- THE TASK: Your task is to return the span of lines beginning at the one with "Where can the countertop" and ending at the last line of the data, exactly as it stands.

========================================================================

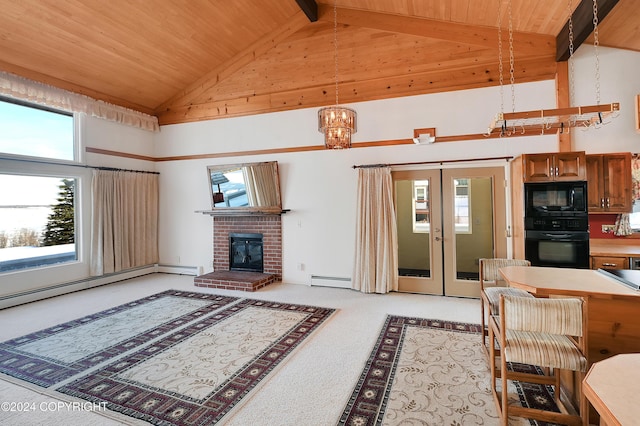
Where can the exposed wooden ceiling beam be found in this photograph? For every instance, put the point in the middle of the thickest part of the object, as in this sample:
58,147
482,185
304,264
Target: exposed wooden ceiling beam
582,18
434,81
310,8
257,49
524,43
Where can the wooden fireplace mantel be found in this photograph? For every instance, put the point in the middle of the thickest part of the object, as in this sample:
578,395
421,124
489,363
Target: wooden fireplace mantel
243,211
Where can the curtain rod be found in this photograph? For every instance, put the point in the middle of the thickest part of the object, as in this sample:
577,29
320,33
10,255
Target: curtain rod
366,166
57,163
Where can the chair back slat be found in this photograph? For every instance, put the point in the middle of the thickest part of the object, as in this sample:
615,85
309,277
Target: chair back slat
553,316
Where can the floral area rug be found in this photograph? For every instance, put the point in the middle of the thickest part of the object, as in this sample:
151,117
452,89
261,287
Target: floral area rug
50,356
196,375
174,358
430,372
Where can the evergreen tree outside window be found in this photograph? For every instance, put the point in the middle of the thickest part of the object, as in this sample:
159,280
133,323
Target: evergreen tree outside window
60,227
38,185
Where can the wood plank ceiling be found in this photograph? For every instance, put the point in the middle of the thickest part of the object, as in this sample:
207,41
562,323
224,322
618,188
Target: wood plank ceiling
190,60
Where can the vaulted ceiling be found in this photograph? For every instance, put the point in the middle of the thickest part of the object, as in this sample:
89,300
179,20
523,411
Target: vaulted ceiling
190,60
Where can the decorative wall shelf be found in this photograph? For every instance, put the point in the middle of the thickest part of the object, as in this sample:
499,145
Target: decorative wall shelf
243,211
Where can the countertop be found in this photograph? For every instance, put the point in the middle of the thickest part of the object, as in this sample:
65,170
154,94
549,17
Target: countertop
617,247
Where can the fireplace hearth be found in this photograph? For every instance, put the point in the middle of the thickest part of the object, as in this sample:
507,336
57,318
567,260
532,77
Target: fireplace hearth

========================================================================

- OUTPUT FOR THIS EXERCISE:
Where can the countertop be found in this photograph? For every instance, put the point in the middle of the thickest part of the object, as in this sample:
65,170
154,94
549,17
Target: countertop
617,247
Where can the fireplace hearth be found in this photograph? For every instance, put the point in the middle of the thickest part of the object, as in this sample:
507,336
57,318
567,260
532,77
Target: fireplace hearth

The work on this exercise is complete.